• [GIVEN TASK]: Each record must be retyped in full. No character may differ.

[Stored data]
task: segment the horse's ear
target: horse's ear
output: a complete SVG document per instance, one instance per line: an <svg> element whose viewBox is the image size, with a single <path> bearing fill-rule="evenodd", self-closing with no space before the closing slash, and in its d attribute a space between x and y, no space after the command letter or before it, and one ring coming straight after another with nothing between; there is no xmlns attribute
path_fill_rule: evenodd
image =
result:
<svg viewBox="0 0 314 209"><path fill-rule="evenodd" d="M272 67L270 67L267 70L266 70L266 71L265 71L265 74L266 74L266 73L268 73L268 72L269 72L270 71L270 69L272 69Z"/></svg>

• [ANSWER]:
task: segment the horse's ear
target: horse's ear
output: a complete SVG document per instance, one instance per line: an <svg> element whose viewBox is the image size, with a single <path> bearing fill-rule="evenodd", self-closing with no space before the closing slash, and in its d attribute a space between x and y, no space after the command letter or before it, and one ring coming straight after another with nothing between; there is no xmlns attribute
path_fill_rule: evenodd
image =
result:
<svg viewBox="0 0 314 209"><path fill-rule="evenodd" d="M272 67L270 67L267 70L266 70L266 71L265 71L265 74L266 74L266 73L268 73L268 72L269 72L270 71L270 69L272 69Z"/></svg>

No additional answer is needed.